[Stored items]

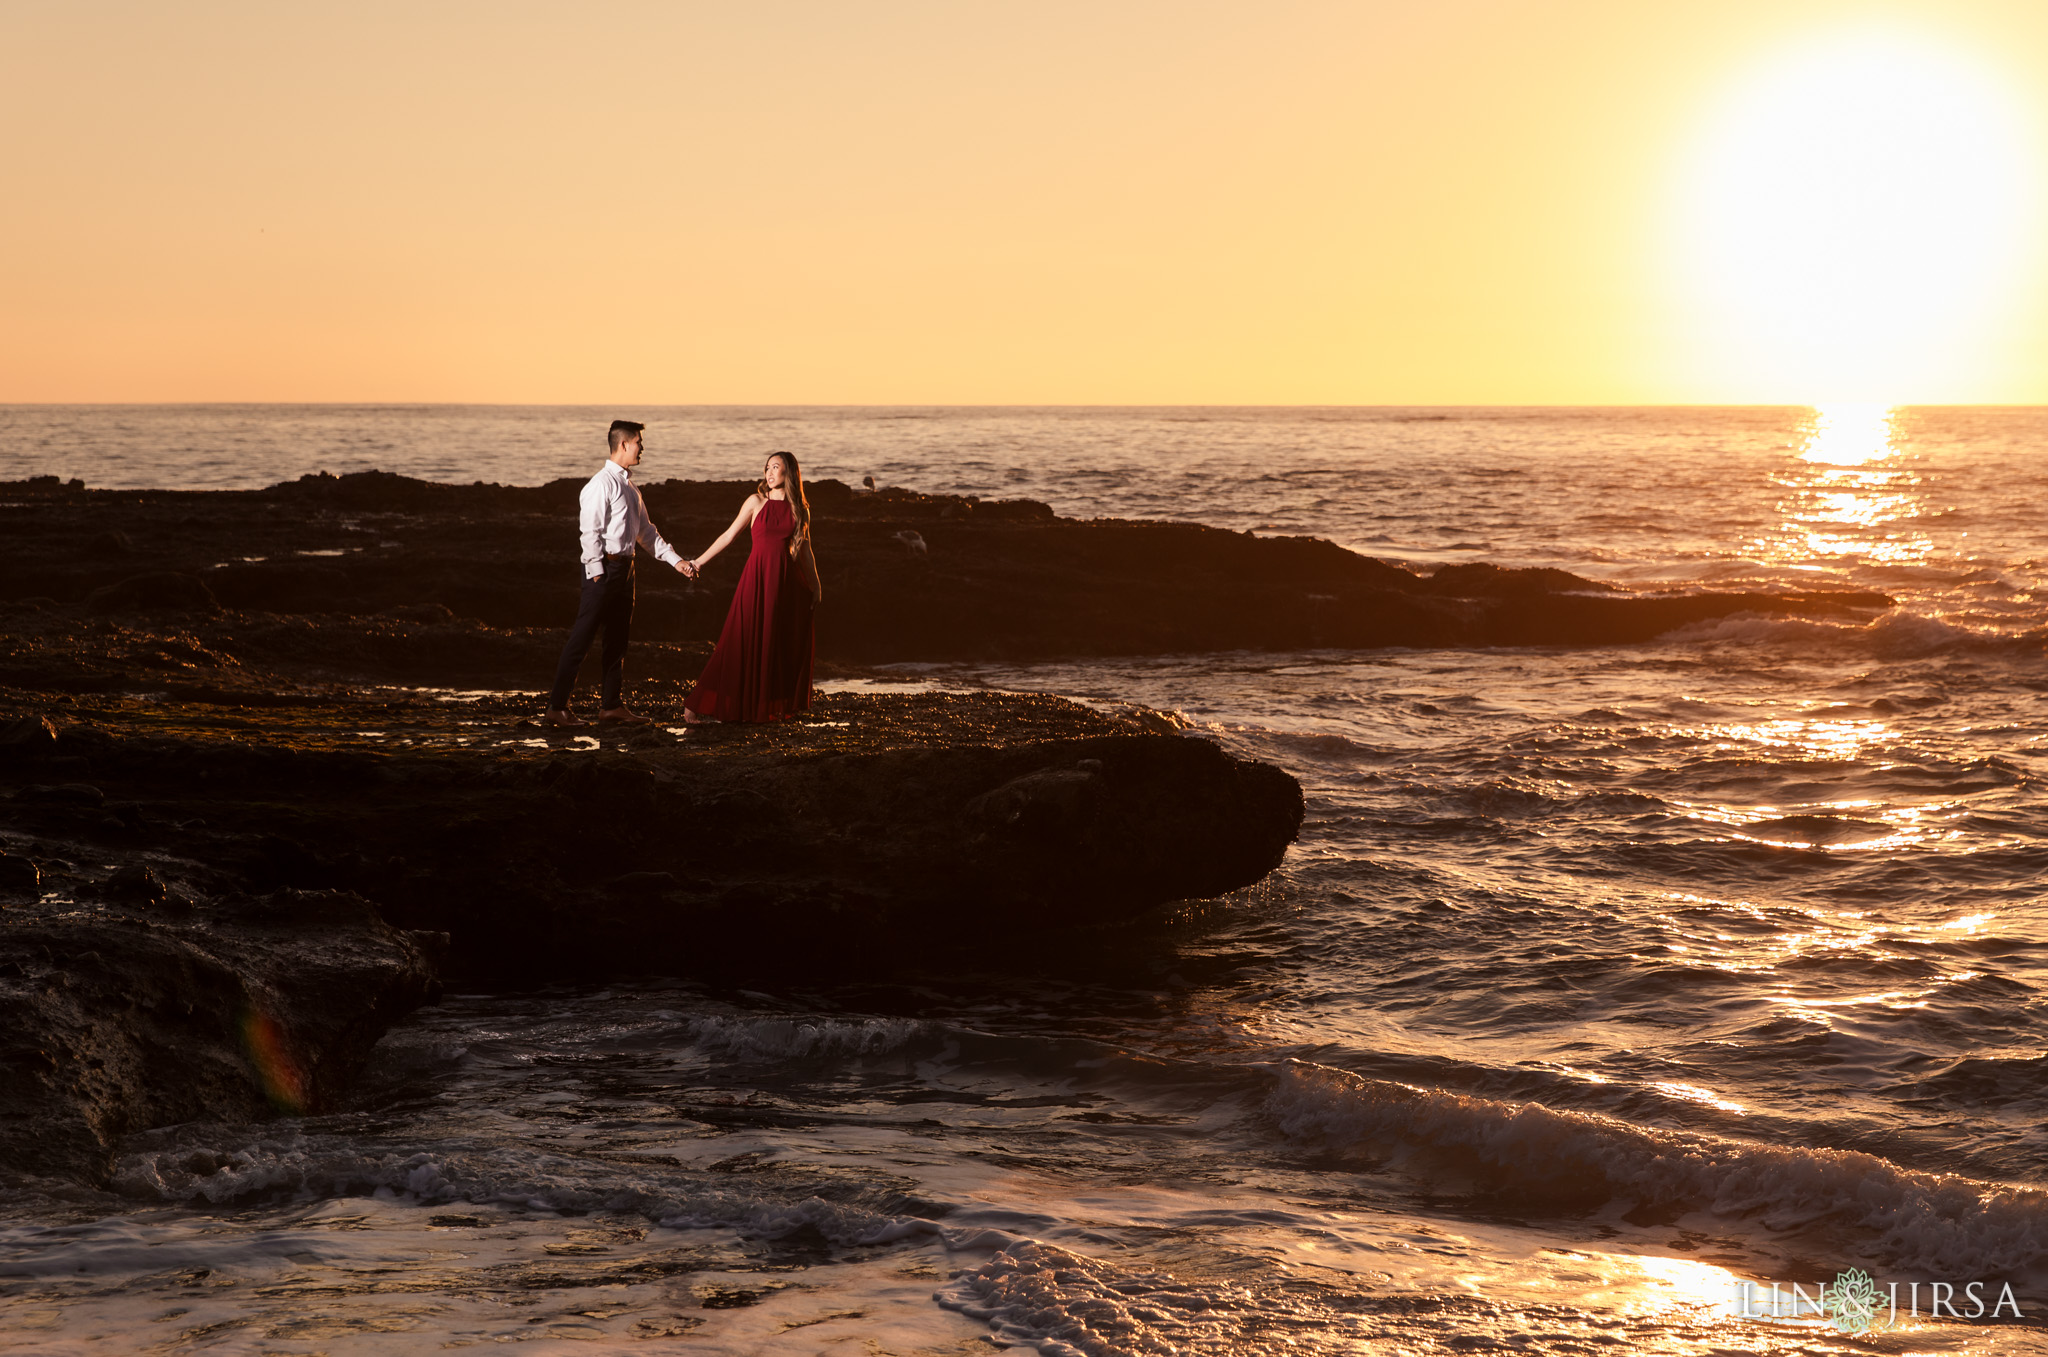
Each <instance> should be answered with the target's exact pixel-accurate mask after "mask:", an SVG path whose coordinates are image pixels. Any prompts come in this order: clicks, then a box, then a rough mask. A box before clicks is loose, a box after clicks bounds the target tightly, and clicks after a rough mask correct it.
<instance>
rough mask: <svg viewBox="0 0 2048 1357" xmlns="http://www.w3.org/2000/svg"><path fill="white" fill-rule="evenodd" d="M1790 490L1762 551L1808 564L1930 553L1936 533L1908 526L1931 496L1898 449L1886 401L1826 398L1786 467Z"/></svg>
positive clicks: (1886, 560)
mask: <svg viewBox="0 0 2048 1357" xmlns="http://www.w3.org/2000/svg"><path fill="white" fill-rule="evenodd" d="M1778 483H1780V485H1782V487H1786V489H1788V491H1792V495H1790V497H1788V499H1782V501H1780V504H1778V512H1780V514H1782V522H1780V528H1778V532H1776V534H1774V540H1769V542H1765V544H1763V546H1765V553H1767V555H1769V557H1772V559H1776V561H1780V563H1784V565H1794V567H1808V563H1815V561H1819V563H1833V565H1843V563H1847V561H1851V559H1853V561H1864V563H1874V565H1905V563H1915V561H1921V559H1925V557H1927V555H1929V553H1931V551H1933V538H1931V536H1929V534H1925V532H1911V530H1903V524H1907V522H1911V520H1915V518H1919V516H1921V514H1923V512H1925V508H1927V501H1925V497H1923V495H1921V477H1919V475H1915V473H1911V471H1909V469H1907V467H1905V461H1903V456H1901V450H1898V428H1896V411H1894V409H1886V407H1882V405H1825V407H1819V409H1815V420H1812V430H1810V432H1808V434H1806V442H1804V446H1802V448H1800V452H1798V458H1796V461H1794V465H1792V467H1790V469H1786V473H1782V477H1780V481H1778Z"/></svg>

** Exercise brief **
Retype each of the rows above word for word, leaving out the pictures.

** Task response **
Each <instance> should be answered with the target's exact pixel-accurate mask after "mask:", an SVG path whose coordinates are image pixels. Any prompts come in this order: clicks, then a box, then a rough mask. A box before clicks is loose, a box after clicks bounds the target tightly, and clicks after a rough mask correct it.
<instance>
rough mask: <svg viewBox="0 0 2048 1357" xmlns="http://www.w3.org/2000/svg"><path fill="white" fill-rule="evenodd" d="M1790 490L1762 551L1808 564L1930 553L1936 533L1908 526L1931 496L1898 449L1886 401L1826 398L1786 467Z"/></svg>
positive clicks: (1886, 560)
mask: <svg viewBox="0 0 2048 1357" xmlns="http://www.w3.org/2000/svg"><path fill="white" fill-rule="evenodd" d="M1778 483H1780V485H1782V487H1786V489H1788V491H1792V495H1790V497H1788V499H1782V501H1780V504H1778V512H1780V514H1782V522H1780V528H1778V532H1776V534H1774V540H1769V542H1765V544H1763V546H1765V553H1767V555H1769V557H1772V559H1776V561H1780V563H1784V565H1794V567H1808V563H1815V561H1819V563H1833V565H1843V563H1847V561H1851V559H1853V561H1864V563H1874V565H1905V563H1915V561H1921V559H1925V557H1927V555H1929V553H1931V551H1933V538H1931V536H1929V534H1925V532H1911V530H1903V524H1907V522H1911V520H1915V518H1919V516H1921V514H1923V512H1925V508H1927V501H1925V497H1923V495H1921V477H1919V475H1915V473H1911V471H1909V469H1907V467H1905V461H1903V456H1901V450H1898V428H1896V411H1894V409H1886V407H1882V405H1825V407H1819V409H1815V420H1812V430H1810V432H1808V434H1806V442H1804V446H1802V448H1800V452H1798V458H1796V461H1794V465H1792V467H1790V469H1786V473H1782V477H1780V481H1778Z"/></svg>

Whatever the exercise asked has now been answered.